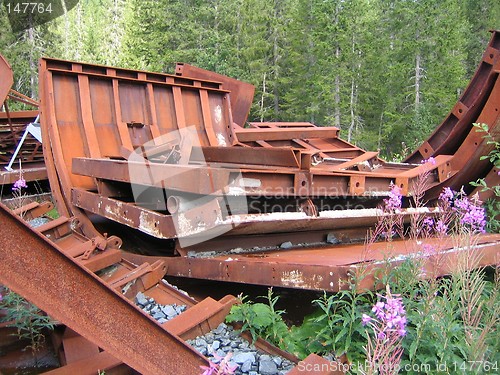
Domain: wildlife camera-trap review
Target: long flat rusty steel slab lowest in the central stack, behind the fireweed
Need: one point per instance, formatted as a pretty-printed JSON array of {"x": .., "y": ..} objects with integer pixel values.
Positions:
[{"x": 322, "y": 267}]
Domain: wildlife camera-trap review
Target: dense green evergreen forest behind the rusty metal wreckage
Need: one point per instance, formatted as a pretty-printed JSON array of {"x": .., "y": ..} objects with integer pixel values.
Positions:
[{"x": 385, "y": 71}]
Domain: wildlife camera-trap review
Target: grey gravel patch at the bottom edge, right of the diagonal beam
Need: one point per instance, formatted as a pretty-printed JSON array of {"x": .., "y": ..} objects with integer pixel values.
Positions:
[{"x": 250, "y": 360}]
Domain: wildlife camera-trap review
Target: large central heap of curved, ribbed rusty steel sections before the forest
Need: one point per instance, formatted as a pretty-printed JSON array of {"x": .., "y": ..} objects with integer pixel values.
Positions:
[{"x": 300, "y": 185}]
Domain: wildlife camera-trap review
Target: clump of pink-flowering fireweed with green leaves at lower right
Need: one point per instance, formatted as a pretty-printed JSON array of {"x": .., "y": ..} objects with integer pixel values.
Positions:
[{"x": 420, "y": 322}]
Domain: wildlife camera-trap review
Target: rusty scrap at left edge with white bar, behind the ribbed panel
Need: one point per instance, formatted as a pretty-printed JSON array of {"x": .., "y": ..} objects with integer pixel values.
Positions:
[{"x": 17, "y": 144}]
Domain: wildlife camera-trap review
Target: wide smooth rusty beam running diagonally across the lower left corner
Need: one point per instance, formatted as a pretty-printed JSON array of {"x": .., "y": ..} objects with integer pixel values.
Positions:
[{"x": 39, "y": 271}]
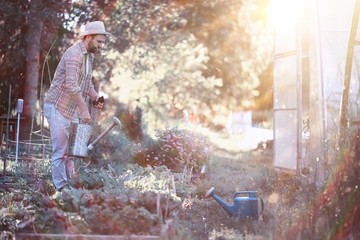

◇ ◇ ◇

> Activity
Each line from the material above that mentions the word "lower" needs to be copied.

> Answer to this problem
Target: clump of pink-flowering fireweed with green leaves at lower right
Target: wide smooth rusty beam running diagonally across the lower left corner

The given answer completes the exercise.